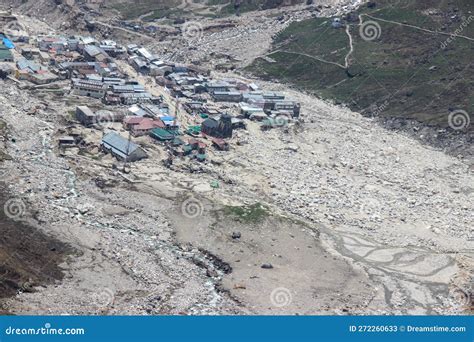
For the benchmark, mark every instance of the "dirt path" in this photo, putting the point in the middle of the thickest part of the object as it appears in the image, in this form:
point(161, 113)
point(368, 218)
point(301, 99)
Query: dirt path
point(418, 28)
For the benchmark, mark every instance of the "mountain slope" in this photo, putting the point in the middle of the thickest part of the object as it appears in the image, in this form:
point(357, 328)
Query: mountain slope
point(410, 67)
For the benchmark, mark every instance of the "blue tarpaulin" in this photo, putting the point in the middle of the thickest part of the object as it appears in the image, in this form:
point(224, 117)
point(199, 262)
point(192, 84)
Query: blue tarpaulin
point(8, 43)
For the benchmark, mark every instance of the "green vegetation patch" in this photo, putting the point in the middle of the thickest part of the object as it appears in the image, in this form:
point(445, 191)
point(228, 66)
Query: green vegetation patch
point(404, 72)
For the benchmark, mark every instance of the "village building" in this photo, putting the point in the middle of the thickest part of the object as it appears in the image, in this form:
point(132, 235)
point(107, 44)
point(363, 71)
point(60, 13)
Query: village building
point(85, 115)
point(94, 89)
point(122, 148)
point(227, 96)
point(221, 128)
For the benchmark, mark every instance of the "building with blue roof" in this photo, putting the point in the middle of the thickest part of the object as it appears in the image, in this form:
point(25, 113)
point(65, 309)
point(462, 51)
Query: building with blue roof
point(8, 43)
point(122, 148)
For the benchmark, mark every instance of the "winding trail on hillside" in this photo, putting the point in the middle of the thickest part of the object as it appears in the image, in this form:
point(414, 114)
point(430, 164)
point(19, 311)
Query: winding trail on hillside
point(418, 28)
point(307, 55)
point(351, 45)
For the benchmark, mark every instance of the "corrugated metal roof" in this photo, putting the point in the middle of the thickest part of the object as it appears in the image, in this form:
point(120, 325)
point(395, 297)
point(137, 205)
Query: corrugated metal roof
point(119, 144)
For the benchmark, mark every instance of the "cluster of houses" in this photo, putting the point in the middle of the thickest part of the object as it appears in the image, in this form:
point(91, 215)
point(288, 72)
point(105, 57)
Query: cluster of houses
point(217, 107)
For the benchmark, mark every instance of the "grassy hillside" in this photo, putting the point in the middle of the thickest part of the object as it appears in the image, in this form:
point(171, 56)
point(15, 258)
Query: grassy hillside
point(404, 72)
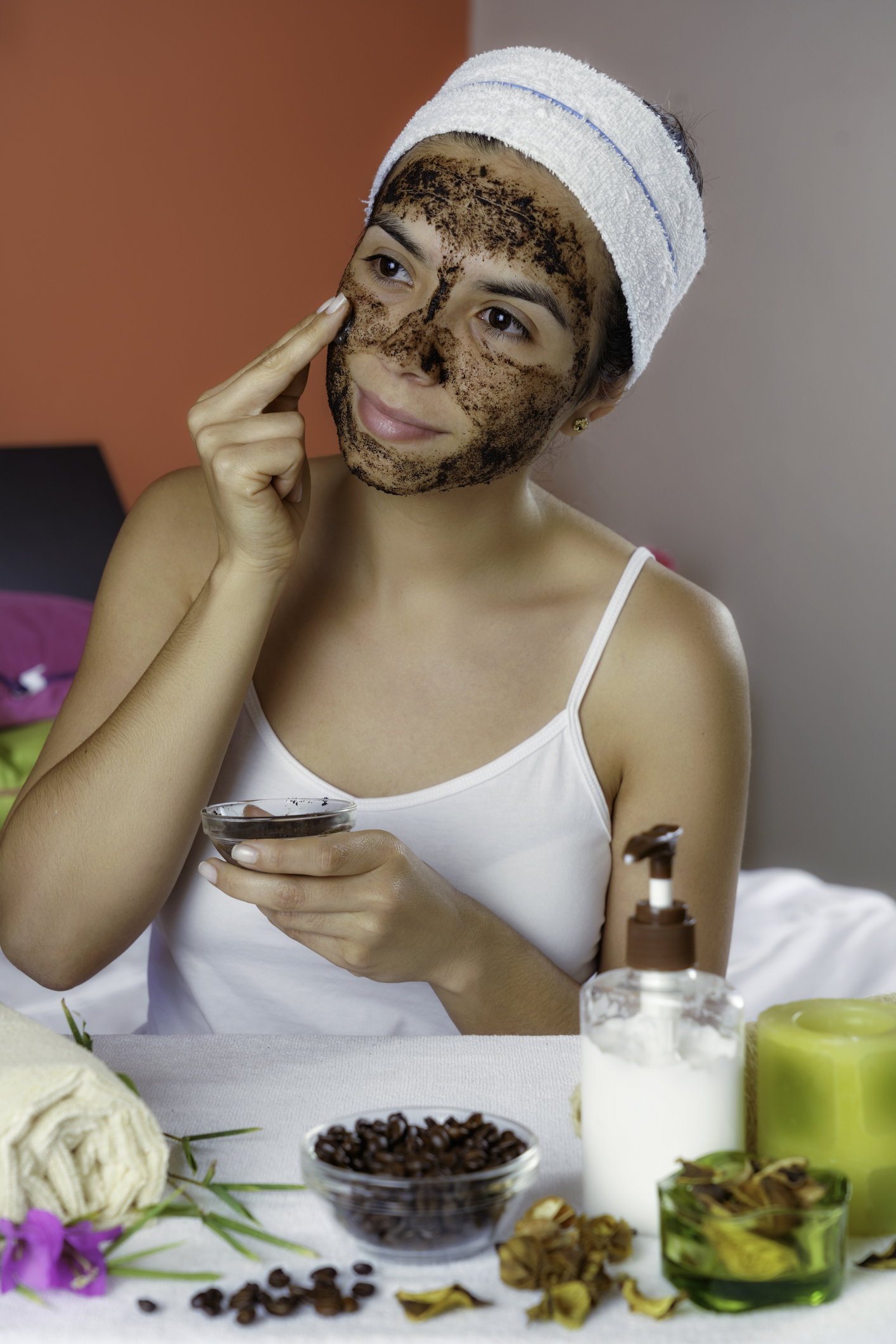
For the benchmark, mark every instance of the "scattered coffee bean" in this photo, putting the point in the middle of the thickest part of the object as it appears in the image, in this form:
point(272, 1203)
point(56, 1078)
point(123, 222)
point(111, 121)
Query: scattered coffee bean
point(281, 1305)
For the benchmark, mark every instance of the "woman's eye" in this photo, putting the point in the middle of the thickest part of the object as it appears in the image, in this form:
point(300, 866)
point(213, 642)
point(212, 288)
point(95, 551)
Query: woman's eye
point(387, 268)
point(500, 320)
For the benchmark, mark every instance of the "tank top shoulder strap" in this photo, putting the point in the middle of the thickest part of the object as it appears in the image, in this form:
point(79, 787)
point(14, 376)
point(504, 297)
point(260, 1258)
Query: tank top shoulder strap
point(606, 627)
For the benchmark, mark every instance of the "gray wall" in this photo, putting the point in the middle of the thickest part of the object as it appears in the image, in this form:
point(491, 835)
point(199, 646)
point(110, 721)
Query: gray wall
point(758, 447)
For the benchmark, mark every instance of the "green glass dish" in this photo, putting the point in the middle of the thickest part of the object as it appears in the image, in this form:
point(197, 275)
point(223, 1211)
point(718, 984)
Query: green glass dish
point(764, 1258)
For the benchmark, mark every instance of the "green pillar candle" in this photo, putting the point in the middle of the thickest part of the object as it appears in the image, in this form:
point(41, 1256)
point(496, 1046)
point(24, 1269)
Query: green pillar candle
point(826, 1091)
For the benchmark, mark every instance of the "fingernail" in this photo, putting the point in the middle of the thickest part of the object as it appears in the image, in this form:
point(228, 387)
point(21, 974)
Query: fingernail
point(243, 854)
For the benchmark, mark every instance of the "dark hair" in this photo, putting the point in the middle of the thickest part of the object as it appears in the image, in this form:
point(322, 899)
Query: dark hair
point(611, 358)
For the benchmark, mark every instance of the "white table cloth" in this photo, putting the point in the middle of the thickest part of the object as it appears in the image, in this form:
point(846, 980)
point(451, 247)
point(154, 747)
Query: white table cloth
point(195, 1084)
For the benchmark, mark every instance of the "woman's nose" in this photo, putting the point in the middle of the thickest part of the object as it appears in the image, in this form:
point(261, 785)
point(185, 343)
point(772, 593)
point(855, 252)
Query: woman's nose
point(414, 347)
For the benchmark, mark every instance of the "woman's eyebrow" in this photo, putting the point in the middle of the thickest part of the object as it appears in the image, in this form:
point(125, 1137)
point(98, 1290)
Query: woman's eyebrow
point(530, 292)
point(397, 230)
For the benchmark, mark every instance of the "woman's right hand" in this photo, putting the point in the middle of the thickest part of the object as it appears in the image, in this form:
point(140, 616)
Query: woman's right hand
point(250, 438)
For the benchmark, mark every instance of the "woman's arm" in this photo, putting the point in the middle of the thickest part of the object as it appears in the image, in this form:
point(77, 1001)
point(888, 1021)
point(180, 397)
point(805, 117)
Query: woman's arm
point(103, 828)
point(667, 722)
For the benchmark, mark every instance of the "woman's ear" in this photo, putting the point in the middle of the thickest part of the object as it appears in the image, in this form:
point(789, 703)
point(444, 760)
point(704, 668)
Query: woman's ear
point(594, 409)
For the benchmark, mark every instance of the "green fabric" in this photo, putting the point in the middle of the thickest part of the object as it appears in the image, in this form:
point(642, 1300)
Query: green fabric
point(19, 749)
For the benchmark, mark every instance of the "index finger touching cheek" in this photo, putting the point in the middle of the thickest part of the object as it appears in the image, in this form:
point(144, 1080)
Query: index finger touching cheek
point(255, 386)
point(339, 855)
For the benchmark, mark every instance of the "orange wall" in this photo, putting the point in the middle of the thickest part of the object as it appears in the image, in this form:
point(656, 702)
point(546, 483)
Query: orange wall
point(182, 182)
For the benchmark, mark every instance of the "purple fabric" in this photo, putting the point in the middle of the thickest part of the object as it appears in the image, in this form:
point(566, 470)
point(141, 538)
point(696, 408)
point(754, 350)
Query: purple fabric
point(39, 630)
point(41, 1253)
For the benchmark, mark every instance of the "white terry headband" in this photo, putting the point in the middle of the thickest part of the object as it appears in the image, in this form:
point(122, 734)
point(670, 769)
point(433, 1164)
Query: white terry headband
point(611, 152)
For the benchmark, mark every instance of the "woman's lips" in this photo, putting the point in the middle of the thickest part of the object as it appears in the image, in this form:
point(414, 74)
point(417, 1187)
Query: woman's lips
point(390, 424)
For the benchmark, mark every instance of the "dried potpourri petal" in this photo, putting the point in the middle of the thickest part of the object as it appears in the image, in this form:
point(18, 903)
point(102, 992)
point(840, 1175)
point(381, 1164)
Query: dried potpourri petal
point(550, 1220)
point(886, 1260)
point(606, 1237)
point(656, 1307)
point(597, 1280)
point(522, 1262)
point(748, 1256)
point(423, 1307)
point(567, 1304)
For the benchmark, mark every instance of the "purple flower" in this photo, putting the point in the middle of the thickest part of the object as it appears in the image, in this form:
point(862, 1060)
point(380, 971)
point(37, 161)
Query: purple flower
point(41, 1253)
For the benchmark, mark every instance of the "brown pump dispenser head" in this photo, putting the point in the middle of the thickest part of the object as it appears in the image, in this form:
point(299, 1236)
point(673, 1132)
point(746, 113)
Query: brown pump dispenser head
point(662, 936)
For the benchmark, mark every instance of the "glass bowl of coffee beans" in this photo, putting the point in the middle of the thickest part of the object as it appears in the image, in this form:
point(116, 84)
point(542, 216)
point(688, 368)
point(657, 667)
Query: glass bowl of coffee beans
point(229, 824)
point(421, 1184)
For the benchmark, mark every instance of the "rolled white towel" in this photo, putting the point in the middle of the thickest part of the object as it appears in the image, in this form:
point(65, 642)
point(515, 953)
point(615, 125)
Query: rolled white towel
point(74, 1139)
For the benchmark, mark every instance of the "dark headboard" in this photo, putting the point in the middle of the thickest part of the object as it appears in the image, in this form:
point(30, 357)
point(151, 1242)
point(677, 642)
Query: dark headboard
point(60, 515)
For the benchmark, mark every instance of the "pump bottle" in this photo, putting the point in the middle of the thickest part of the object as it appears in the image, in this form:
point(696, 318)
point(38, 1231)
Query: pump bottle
point(662, 1054)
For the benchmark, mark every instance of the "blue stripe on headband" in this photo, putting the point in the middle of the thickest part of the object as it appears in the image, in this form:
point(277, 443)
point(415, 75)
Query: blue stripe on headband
point(506, 84)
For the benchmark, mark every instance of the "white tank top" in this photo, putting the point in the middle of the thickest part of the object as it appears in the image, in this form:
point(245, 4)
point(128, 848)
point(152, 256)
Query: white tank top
point(527, 835)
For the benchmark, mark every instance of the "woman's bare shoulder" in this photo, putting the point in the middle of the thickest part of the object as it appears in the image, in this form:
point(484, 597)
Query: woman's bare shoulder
point(172, 525)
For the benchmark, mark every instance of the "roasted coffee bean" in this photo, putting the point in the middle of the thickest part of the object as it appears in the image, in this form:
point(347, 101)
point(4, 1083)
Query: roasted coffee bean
point(328, 1305)
point(243, 1296)
point(397, 1148)
point(280, 1305)
point(327, 1288)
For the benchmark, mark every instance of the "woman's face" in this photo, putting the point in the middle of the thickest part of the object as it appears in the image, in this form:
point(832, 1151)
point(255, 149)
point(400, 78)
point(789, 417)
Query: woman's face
point(472, 293)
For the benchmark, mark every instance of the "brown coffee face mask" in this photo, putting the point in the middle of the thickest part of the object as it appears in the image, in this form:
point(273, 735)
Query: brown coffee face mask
point(478, 208)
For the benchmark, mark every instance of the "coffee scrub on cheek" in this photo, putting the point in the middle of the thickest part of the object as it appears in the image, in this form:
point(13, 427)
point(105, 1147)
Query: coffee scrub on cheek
point(478, 210)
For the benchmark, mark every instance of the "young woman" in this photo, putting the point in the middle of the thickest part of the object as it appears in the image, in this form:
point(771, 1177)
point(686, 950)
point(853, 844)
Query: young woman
point(411, 624)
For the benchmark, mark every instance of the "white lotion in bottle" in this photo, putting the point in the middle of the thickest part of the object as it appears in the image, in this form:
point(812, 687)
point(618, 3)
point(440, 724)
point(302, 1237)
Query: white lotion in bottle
point(662, 1054)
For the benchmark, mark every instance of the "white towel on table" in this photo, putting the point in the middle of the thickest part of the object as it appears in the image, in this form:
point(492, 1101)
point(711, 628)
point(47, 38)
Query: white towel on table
point(74, 1139)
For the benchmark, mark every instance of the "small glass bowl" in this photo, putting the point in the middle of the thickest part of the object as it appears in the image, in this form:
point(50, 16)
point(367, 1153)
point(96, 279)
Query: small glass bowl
point(227, 824)
point(428, 1218)
point(764, 1258)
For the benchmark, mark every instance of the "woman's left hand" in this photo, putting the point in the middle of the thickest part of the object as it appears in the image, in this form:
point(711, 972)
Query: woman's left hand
point(362, 900)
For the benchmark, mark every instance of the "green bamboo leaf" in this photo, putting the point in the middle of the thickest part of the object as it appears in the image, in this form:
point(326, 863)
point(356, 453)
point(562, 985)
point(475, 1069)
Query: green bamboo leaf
point(248, 1186)
point(82, 1038)
point(153, 1250)
point(211, 1222)
point(223, 1134)
point(155, 1212)
point(127, 1272)
point(229, 1199)
point(259, 1234)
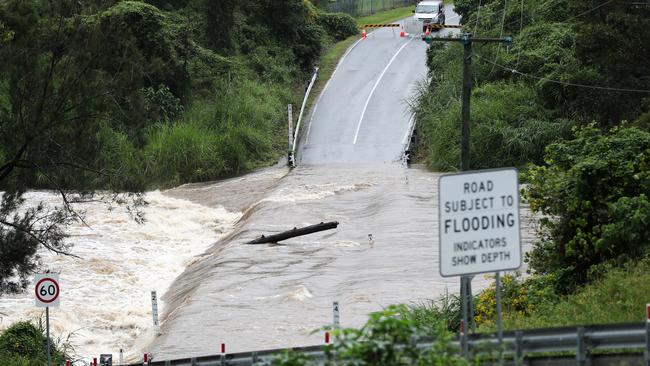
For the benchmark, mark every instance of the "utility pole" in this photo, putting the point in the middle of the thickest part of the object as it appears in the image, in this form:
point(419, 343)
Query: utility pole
point(466, 39)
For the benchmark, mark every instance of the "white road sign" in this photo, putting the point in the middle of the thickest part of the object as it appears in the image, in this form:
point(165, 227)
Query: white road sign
point(479, 222)
point(46, 289)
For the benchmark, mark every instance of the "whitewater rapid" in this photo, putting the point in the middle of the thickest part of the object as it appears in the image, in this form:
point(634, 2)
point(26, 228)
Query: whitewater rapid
point(105, 294)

|---|

■ WHAT TO WORK ON ■
Show every line in the lines above that contains the string "utility", paying attention to case.

■ TASK RESULT ■
For the benchmark, mark every instance of the "utility pole" in this photo, putting the point in the middle of the thickest part of the object as it appears in the image, in this form:
Query: utility pole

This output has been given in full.